[Collected data entries]
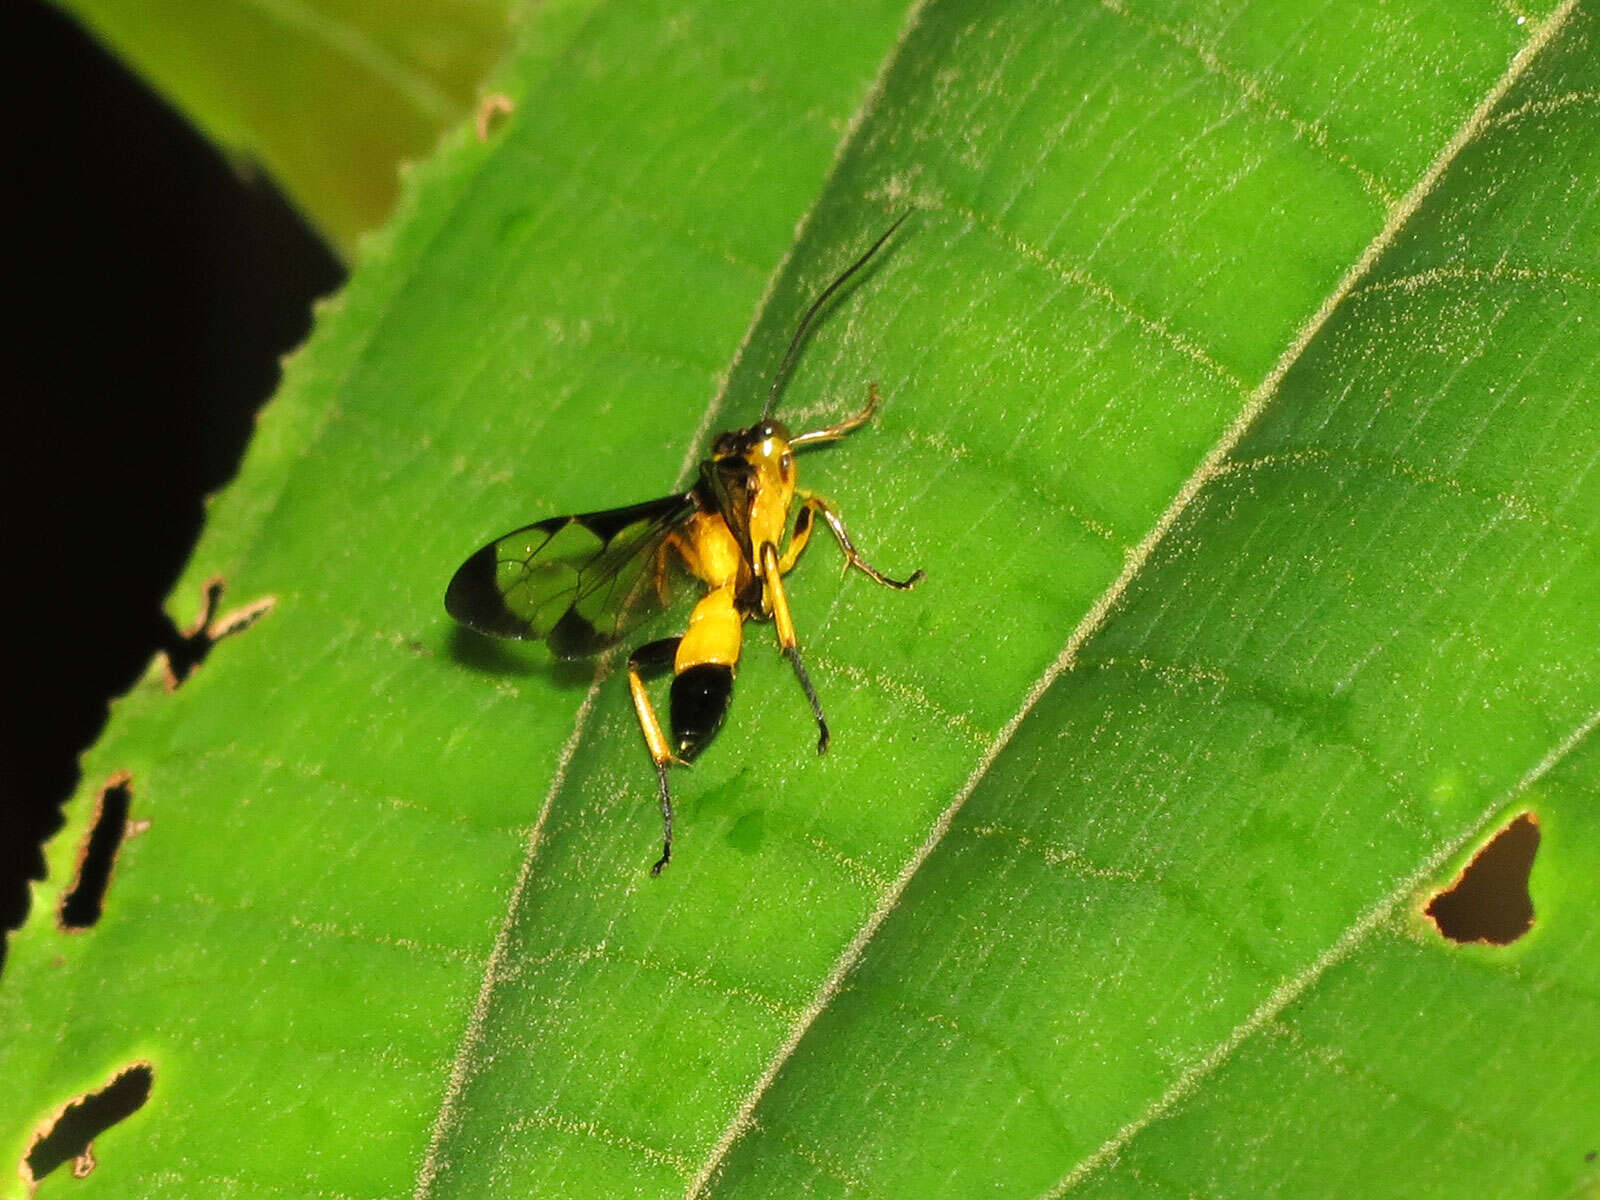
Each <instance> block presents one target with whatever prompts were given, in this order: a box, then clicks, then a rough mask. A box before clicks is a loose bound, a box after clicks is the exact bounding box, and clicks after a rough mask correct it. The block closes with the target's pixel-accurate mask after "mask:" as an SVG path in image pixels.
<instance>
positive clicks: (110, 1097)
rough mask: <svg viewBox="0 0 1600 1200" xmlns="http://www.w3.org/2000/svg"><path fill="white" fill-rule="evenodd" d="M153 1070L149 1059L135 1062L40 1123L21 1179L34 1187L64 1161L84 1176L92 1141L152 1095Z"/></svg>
mask: <svg viewBox="0 0 1600 1200" xmlns="http://www.w3.org/2000/svg"><path fill="white" fill-rule="evenodd" d="M152 1078H154V1072H152V1070H150V1064H149V1062H134V1064H133V1066H131V1067H123V1069H122V1070H118V1072H117V1074H115V1075H114V1077H112V1080H110V1083H107V1085H106V1086H104V1088H101V1090H99V1091H91V1093H88V1094H85V1096H78V1098H77V1099H75V1101H69V1102H67V1104H64V1106H62V1107H61V1110H59V1112H58V1114H56V1117H54V1118H53V1120H50V1122H46V1123H45V1125H42V1126H40V1130H38V1133H35V1134H34V1144H32V1146H29V1147H27V1155H24V1158H22V1170H21V1174H22V1179H24V1182H27V1186H29V1187H34V1186H35V1184H37V1182H38V1181H40V1179H43V1178H45V1176H46V1174H50V1173H51V1171H54V1170H56V1168H58V1166H61V1163H66V1162H70V1163H72V1174H74V1176H77V1178H78V1179H82V1178H83V1176H85V1174H88V1173H90V1171H93V1170H94V1154H93V1150H91V1149H90V1144H91V1142H93V1141H94V1139H96V1138H99V1136H101V1134H102V1133H104V1131H106V1130H109V1128H110V1126H112V1125H115V1123H117V1122H120V1120H123V1118H126V1117H131V1115H133V1114H134V1112H138V1110H139V1109H141V1107H142V1106H144V1102H146V1101H147V1099H149V1098H150V1080H152Z"/></svg>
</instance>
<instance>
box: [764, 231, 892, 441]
mask: <svg viewBox="0 0 1600 1200" xmlns="http://www.w3.org/2000/svg"><path fill="white" fill-rule="evenodd" d="M910 213H912V210H909V208H907V210H906V211H904V213H901V214H899V216H898V218H894V224H893V226H890V227H888V229H885V230H883V232H882V234H878V240H877V242H874V243H872V245H870V246H867V253H866V254H862V256H861V258H858V259H856V261H854V262H851V264H850V266H848V267H845V270H843V274H840V275H838V278H835V280H834V282H832V283H829V285H827V286H826V288H822V294H821V296H818V298H816V299H814V301H811V307H810V309H806V310H805V317H802V318H800V328H797V330H795V336H794V338H792V339H790V341H789V349H787V350H784V360H782V362H781V363H779V365H778V373H776V374H774V376H773V389H771V390H770V392H768V394H766V406H765V408H762V419H763V421H765V419H766V418H768V416H770V414H771V411H773V403H774V402H776V400H778V392H779V390H781V389H782V386H784V379H787V378H789V368H790V366H794V365H795V355H797V354H800V342H802V341H805V333H806V330H808V328H811V318H813V317H816V314H818V310H819V309H821V307H822V306H824V304H827V298H829V296H832V294H834V293H835V291H838V290H840V288H842V286H843V285H845V282H846V280H848V278H850V277H851V275H854V274H856V272H858V270H861V269H862V267H864V266H867V262H869V261H870V259H872V256H874V254H877V253H878V248H880V246H882V245H883V243H885V242H888V240H890V234H893V232H894V230H896V229H899V227H901V226H902V224H906V218H909V216H910Z"/></svg>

DIRECTIONS ▸ Please set down every record above exactly as it appears, leaving out the pictures.

EXERCISE RESULT ▸
Each <instance> block presents one target with whatever prompts were given, in this order: a box, then clicks, then a rough mask. A box before clicks is a loose bound, a box after clicks is the exact bounding box, and clicks after a rough mask correct it. The block closes with the target's pixel-accurate mask after "mask:" as an SVG path in image pixels.
<instance>
positive clicks: (110, 1097)
rough mask: <svg viewBox="0 0 1600 1200" xmlns="http://www.w3.org/2000/svg"><path fill="white" fill-rule="evenodd" d="M153 1070L149 1059L135 1062L40 1123L21 1179L34 1187L64 1161L84 1176L92 1141L152 1095Z"/></svg>
mask: <svg viewBox="0 0 1600 1200" xmlns="http://www.w3.org/2000/svg"><path fill="white" fill-rule="evenodd" d="M152 1078H154V1072H152V1070H150V1064H149V1062H134V1064H133V1066H131V1067H123V1069H122V1070H118V1072H117V1074H115V1075H114V1077H112V1080H110V1083H107V1085H106V1086H104V1088H101V1090H99V1091H91V1093H88V1094H85V1096H78V1098H77V1099H75V1101H69V1102H67V1104H64V1106H62V1107H61V1110H59V1112H58V1114H56V1117H54V1118H53V1120H50V1122H46V1123H45V1125H42V1126H40V1130H38V1133H35V1134H34V1144H32V1146H29V1147H27V1155H24V1158H22V1170H21V1174H22V1179H24V1182H27V1186H29V1187H34V1186H35V1184H37V1182H38V1181H40V1179H43V1178H45V1176H46V1174H50V1173H51V1171H54V1170H56V1168H58V1166H61V1163H66V1162H70V1163H72V1174H74V1176H77V1178H78V1179H82V1178H83V1176H85V1174H88V1173H90V1171H93V1170H94V1154H93V1150H91V1149H90V1144H91V1142H93V1141H94V1139H96V1138H99V1136H101V1134H102V1133H104V1131H106V1130H109V1128H110V1126H112V1125H115V1123H117V1122H120V1120H123V1118H126V1117H131V1115H133V1114H134V1112H138V1110H139V1109H141V1107H142V1106H144V1102H146V1101H147V1099H149V1098H150V1080H152Z"/></svg>
</instance>
<instance>
box: [764, 231, 892, 441]
mask: <svg viewBox="0 0 1600 1200" xmlns="http://www.w3.org/2000/svg"><path fill="white" fill-rule="evenodd" d="M910 213H912V210H909V208H907V210H906V211H904V213H901V214H899V216H898V218H894V224H893V226H890V227H888V229H885V230H883V232H882V234H878V240H877V242H874V243H872V245H870V246H867V253H866V254H862V256H861V258H858V259H856V261H854V262H851V264H850V266H848V267H845V270H843V274H840V275H838V278H835V280H834V282H832V283H829V285H827V286H826V288H822V294H821V296H818V298H816V299H814V301H811V307H810V309H806V310H805V317H802V318H800V328H797V330H795V336H794V338H792V339H790V341H789V349H787V350H784V360H782V362H781V363H779V365H778V373H776V374H774V376H773V389H771V390H770V392H768V394H766V406H765V408H762V419H763V421H765V419H766V418H768V416H770V414H771V411H773V403H774V402H776V400H778V392H779V390H781V389H782V386H784V379H787V378H789V368H790V366H794V365H795V355H797V354H800V342H802V341H805V333H806V330H808V328H811V318H813V317H816V314H818V310H819V309H821V307H822V306H824V304H827V298H829V296H832V294H834V293H835V291H838V290H840V288H842V286H843V285H845V282H846V280H848V278H850V277H851V275H854V274H856V272H858V270H861V269H862V267H864V266H867V262H869V261H870V259H872V256H874V254H877V253H878V248H880V246H882V245H883V243H885V242H888V240H890V234H893V232H894V230H896V229H899V227H901V226H902V224H906V218H909V216H910Z"/></svg>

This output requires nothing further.